Extracted text.
NAQT Opinion Survey Results (1 of 2)

Here's the complete results of the email survey
of current players I conducted over the past week
regarding three "issues" over which NAQT takes criticism,
and where I wanted to get a better idea of whether
player opinion was actually being reflected by the
volume of public posts or not. 80 responses were
received in total. Full text of all comments were sent to
all NAQT members.

Results are given below in
square brackets. Some players' comments did not
constitute a vote for one particular option given, and I
have interpreted as best I could -- in several
instances recording half a vote for one position and half a
vote for another.

Eric
H.

---------------

"Please begin by telling me who you are, what school you
play for, and whether you did or did not play in at
least one of the NAQT collegiate events (CCT, SCT, ICT)
during 1999/2000." 

[This was not a useful
distinction as it turned out; all but two of the 80 responses
received were from people who played in one or more of the
NAQT collegiate events this year.]

QUESTION 1:
Would you prefer that NAQT continue to use timed play
for its standard collegiate events, or switch to
untimed play, with a set number of tossups in each
match?

Rows from a box-labeling dataset

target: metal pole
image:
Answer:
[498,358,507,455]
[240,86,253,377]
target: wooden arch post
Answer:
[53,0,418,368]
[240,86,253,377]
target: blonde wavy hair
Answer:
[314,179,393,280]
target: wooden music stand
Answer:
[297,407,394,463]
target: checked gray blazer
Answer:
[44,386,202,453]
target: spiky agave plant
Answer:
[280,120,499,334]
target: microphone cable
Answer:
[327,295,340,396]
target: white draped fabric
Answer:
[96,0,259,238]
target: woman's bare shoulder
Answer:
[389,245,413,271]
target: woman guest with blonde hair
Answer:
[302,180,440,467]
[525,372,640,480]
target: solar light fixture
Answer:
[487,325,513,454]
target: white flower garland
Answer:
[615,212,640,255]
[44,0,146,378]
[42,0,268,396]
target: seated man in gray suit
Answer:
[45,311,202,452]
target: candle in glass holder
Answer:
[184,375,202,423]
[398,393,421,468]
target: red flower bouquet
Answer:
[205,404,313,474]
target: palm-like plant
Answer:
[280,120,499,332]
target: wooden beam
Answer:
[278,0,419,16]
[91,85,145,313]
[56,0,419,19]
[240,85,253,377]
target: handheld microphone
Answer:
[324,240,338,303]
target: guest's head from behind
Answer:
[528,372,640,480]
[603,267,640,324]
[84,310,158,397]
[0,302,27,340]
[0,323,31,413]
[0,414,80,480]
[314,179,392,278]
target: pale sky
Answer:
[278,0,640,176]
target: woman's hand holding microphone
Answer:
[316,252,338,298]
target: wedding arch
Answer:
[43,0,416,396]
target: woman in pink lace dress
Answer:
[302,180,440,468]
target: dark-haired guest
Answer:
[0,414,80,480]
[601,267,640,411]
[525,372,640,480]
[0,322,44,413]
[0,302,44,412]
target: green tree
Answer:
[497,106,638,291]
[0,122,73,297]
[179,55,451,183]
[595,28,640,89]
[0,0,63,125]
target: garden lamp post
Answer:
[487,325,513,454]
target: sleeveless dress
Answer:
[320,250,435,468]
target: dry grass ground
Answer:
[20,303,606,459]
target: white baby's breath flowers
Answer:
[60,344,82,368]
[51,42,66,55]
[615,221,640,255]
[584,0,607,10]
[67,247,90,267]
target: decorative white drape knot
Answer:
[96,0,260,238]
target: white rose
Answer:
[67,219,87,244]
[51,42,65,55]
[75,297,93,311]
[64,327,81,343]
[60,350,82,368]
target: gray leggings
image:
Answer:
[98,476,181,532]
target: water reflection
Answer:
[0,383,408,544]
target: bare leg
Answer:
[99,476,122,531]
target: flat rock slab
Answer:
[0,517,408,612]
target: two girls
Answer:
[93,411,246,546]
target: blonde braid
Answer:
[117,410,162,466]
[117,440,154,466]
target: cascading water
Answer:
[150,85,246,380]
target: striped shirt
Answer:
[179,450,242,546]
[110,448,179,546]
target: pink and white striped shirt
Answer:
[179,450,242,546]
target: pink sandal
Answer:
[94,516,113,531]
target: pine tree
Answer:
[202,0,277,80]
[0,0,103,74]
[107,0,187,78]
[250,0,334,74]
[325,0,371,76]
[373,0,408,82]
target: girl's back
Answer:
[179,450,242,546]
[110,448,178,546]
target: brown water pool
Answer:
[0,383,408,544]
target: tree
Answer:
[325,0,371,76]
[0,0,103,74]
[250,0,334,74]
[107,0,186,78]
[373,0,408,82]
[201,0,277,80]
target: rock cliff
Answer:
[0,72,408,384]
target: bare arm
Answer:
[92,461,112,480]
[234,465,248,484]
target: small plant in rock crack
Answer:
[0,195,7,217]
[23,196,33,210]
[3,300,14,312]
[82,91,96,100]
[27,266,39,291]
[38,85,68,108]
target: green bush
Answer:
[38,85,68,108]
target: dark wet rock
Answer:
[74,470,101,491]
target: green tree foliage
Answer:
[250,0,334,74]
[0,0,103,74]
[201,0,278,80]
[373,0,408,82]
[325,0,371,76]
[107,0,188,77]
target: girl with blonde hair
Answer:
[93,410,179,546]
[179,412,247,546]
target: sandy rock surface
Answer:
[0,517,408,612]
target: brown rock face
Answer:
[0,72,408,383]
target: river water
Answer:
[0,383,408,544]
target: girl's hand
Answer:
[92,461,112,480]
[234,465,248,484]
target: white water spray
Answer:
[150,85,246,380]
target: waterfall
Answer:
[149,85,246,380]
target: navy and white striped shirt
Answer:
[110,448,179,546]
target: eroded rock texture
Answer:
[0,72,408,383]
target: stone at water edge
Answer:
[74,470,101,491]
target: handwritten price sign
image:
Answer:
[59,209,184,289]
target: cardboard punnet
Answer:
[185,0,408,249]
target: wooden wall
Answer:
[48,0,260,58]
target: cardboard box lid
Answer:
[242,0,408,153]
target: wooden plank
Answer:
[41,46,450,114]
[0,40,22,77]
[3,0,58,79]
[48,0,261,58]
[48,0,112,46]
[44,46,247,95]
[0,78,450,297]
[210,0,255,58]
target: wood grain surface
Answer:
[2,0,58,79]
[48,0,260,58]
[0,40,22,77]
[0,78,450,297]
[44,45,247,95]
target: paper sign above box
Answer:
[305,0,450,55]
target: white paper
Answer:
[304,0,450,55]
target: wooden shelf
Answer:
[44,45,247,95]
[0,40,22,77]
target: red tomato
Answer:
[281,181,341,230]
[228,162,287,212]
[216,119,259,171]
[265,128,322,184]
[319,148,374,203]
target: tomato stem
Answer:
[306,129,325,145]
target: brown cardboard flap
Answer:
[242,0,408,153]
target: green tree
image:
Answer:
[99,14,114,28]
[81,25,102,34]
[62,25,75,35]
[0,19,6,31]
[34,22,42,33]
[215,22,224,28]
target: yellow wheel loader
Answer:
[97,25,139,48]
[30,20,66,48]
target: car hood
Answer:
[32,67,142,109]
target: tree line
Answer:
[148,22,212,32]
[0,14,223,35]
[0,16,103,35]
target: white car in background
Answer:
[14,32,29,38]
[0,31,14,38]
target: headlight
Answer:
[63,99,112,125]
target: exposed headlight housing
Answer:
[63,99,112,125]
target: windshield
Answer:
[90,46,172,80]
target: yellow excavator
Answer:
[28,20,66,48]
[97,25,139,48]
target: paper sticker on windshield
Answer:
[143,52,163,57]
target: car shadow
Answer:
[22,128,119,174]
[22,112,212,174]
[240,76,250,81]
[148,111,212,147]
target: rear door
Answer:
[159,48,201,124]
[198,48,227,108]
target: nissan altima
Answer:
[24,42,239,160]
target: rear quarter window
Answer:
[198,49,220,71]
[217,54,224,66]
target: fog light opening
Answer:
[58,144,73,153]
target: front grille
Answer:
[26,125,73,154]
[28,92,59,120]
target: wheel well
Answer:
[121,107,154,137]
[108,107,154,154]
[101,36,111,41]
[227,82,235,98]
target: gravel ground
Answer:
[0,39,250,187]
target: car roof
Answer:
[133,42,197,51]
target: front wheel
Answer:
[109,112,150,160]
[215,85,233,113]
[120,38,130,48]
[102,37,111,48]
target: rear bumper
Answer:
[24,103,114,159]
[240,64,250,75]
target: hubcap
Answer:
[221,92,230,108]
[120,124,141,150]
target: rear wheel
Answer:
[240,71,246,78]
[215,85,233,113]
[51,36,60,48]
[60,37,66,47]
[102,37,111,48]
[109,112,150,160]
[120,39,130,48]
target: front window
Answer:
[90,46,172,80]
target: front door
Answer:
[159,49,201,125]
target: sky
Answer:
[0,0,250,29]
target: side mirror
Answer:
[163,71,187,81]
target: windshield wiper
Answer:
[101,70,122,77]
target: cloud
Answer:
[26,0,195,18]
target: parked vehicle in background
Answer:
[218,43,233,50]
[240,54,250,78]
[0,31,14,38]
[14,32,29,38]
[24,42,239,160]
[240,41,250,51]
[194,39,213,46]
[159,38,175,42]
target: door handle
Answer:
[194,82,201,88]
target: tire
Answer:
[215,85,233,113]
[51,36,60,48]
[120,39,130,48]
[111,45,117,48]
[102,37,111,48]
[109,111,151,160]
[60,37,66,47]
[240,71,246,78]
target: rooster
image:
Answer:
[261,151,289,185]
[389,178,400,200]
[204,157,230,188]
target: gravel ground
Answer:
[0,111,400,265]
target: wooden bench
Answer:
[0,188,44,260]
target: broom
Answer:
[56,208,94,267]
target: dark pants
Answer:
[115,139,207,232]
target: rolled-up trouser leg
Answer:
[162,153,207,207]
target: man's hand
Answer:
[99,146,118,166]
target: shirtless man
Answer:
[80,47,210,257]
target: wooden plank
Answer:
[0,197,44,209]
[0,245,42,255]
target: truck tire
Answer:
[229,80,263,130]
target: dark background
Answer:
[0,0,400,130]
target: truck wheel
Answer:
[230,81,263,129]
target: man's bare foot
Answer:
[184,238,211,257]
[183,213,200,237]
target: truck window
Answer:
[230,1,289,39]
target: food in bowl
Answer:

Task.
Answer these questions about the NAQT survey results above:
1. How many responses did the survey receive in total?
2. How many respondents did not play in at least one NAQT collegiate event that year?
3. What two options did Question 1 ask players to choose between?

Task solution.
1. 80 responses.
2. Two.
3. Keeping timed play for NAQT's standard collegiate events, or switching to untimed play with a set number of tossups in each match.